Output each entry exactly; skip nothing.

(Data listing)

[BEGIN]

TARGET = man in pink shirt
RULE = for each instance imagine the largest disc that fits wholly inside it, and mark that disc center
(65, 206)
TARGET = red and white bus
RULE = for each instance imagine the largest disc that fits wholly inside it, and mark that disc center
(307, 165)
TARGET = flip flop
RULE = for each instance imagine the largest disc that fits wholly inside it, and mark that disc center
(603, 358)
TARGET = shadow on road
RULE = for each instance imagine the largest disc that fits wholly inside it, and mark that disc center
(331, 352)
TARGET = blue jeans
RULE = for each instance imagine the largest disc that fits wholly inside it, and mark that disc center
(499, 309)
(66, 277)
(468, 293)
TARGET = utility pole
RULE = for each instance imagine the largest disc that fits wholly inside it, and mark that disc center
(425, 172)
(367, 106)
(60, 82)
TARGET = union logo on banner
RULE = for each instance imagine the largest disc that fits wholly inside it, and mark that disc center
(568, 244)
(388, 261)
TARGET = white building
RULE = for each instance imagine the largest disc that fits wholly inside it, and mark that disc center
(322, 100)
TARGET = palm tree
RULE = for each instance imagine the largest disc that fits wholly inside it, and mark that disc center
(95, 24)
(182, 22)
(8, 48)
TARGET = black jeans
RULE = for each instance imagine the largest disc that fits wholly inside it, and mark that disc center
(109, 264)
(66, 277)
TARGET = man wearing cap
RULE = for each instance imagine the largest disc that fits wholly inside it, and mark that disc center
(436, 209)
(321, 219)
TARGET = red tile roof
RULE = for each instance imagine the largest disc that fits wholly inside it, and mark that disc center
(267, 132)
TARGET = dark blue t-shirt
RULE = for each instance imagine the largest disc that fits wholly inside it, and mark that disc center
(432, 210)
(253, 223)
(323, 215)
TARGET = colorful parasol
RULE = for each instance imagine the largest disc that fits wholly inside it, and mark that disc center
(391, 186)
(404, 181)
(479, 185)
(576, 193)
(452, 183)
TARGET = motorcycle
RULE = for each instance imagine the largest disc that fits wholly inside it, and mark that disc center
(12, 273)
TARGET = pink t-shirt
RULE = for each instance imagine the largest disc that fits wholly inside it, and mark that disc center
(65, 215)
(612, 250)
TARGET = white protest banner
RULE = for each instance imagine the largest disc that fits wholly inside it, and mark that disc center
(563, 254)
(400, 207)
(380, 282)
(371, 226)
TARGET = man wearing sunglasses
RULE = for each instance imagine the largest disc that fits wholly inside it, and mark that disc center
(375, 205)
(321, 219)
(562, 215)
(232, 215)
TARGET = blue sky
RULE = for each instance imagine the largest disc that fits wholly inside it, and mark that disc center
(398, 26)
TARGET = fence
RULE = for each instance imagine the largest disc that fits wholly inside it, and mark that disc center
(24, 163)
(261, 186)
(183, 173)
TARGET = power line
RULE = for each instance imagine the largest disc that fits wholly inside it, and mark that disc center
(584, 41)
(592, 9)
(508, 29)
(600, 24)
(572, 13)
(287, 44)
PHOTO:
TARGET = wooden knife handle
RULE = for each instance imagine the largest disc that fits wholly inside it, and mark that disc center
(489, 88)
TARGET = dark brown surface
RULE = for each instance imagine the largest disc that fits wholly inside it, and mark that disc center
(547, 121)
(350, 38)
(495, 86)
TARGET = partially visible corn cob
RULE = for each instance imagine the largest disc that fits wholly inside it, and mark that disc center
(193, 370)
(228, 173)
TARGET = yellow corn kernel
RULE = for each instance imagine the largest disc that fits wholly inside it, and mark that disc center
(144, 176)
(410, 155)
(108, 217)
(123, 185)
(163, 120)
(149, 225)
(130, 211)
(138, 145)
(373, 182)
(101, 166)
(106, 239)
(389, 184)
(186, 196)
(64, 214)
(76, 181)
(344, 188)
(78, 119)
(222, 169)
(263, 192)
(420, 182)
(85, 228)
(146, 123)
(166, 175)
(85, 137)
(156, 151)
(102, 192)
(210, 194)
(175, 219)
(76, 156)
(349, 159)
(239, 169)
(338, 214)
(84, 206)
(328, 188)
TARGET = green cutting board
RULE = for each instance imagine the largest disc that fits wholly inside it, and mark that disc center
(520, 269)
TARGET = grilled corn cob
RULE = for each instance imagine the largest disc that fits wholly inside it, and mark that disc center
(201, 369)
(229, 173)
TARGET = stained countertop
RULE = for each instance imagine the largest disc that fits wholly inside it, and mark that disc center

[END]

**RESULT FOR THIS TASK:**
TARGET = man in pink shirt
RULE = for each instance imagine the largest disc that fits wholly inside it, and mark that disc center
(65, 206)
TARGET = red and white bus
RULE = for each instance imagine the largest disc that fits wholly inside it, and mark that disc center
(307, 165)
TARGET = flip flop
RULE = for each instance imagine the largest disc that fits wholly inside it, and mark that disc center
(603, 358)
TARGET = shadow on road
RULE = for each instance imagine the largest disc that fits wholly inside it, and mark that disc center
(331, 352)
TARGET = blue jeans
RULE = for each instance imagine the largest disc that fits wholly inside it, and mark that disc center
(499, 309)
(66, 277)
(468, 293)
TARGET = utility pole
RULE = for each instance imagine the largest disc that fits wholly inside it, and mark that disc center
(425, 172)
(367, 106)
(60, 82)
TARGET = union logo on banner
RULE = for each instance imagine the largest disc that fits wholly inside it, and mark that disc center
(568, 244)
(388, 261)
TARGET = white building
RULE = for each instance imagine the largest disc that fits wholly inside it, and mark that disc center
(322, 100)
TARGET = palm tree
RULE = for each instance imagine the largest disc that fits wholly inside it, and mark that disc center
(95, 24)
(182, 22)
(8, 48)
TARGET = black jeans
RULE = for each instance imagine the largest disc that fits wholly inside it, and mark that disc center
(109, 264)
(66, 277)
TARGET = man wearing cap
RULE = for each instance imagine the largest disc that fits wholly inside it, and mark that disc center
(436, 209)
(321, 219)
TARGET = red tile roof
RULE = for each instance imagine the largest disc that fits wholly inside it, and mark that disc center
(267, 132)
TARGET = dark blue t-shirt
RULE = for each instance imagine the largest disc that fits wholly inside it, and mark that disc center
(432, 210)
(253, 223)
(323, 215)
TARGET = colorful parasol
RULE = for each instance imagine the largest disc that fits wholly inside it, and mark that disc center
(391, 186)
(404, 181)
(479, 185)
(576, 193)
(452, 183)
TARGET = motorcycle
RULE = for each instance imagine the largest disc that fits wholly inside it, and mark that disc center
(12, 273)
TARGET = pink t-shirt
RULE = for each instance imagine the largest disc that fits wholly inside it, and mark that disc center
(65, 215)
(612, 250)
TARGET = white protest banner
RULE = for each instance imagine the largest disc that fits wholly inside it, and mark that disc center
(563, 254)
(400, 207)
(380, 282)
(371, 226)
TARGET = man wearing sunglasses
RULE = for each instance imagine the largest disc that fits wholly inside it, and mark that disc center
(375, 205)
(321, 219)
(562, 215)
(232, 215)
TARGET = blue sky
RULE = for each instance imagine the largest disc that fits wholly inside it, and mark that disc center
(398, 26)
TARGET = fence
RULE = for each instance imagine the largest disc that fits wholly inside it, and mark that disc center
(24, 163)
(261, 186)
(183, 173)
TARGET = power line
RULE = for each instance imagine the largest disc that fits wholly inside it, and mark that disc center
(584, 41)
(592, 9)
(508, 29)
(600, 24)
(572, 13)
(287, 44)
PHOTO:
TARGET = wooden knife handle
RULE = for each instance imagine the largest disc that fits wholly inside it, and mark that disc center
(489, 88)
TARGET = dark brown surface
RULE = for each instance imagine the largest disc that fits wholly inside it, and mark that disc center
(547, 121)
(350, 38)
(495, 86)
TARGET = partially visible corn cob
RULE = for each instance imagine the largest disc that fits wholly inside it, and mark that disc center
(193, 370)
(228, 173)
TARGET = yellow corn kernel
RULE = for each instance imagine the largest disc that fits wholly inside it, and mark that disc center
(144, 176)
(410, 155)
(108, 217)
(123, 185)
(163, 120)
(149, 225)
(130, 211)
(138, 145)
(373, 182)
(101, 166)
(106, 239)
(389, 184)
(186, 196)
(64, 214)
(76, 181)
(344, 188)
(78, 119)
(222, 169)
(263, 192)
(420, 182)
(85, 228)
(146, 123)
(166, 175)
(85, 137)
(156, 151)
(102, 192)
(210, 194)
(175, 219)
(76, 156)
(349, 159)
(239, 169)
(338, 214)
(84, 206)
(328, 188)
TARGET = green cutting board
RULE = for each instance imagine the largest disc that fits wholly inside it, and mark that disc center
(520, 269)
TARGET = grilled corn cob
RULE = for each instance imagine the largest disc that fits wholly inside it, and mark that disc center
(201, 369)
(229, 173)
TARGET = stained countertop
RULE = for each instance imagine the largest disc that fits wholly inside it, and mark that disc center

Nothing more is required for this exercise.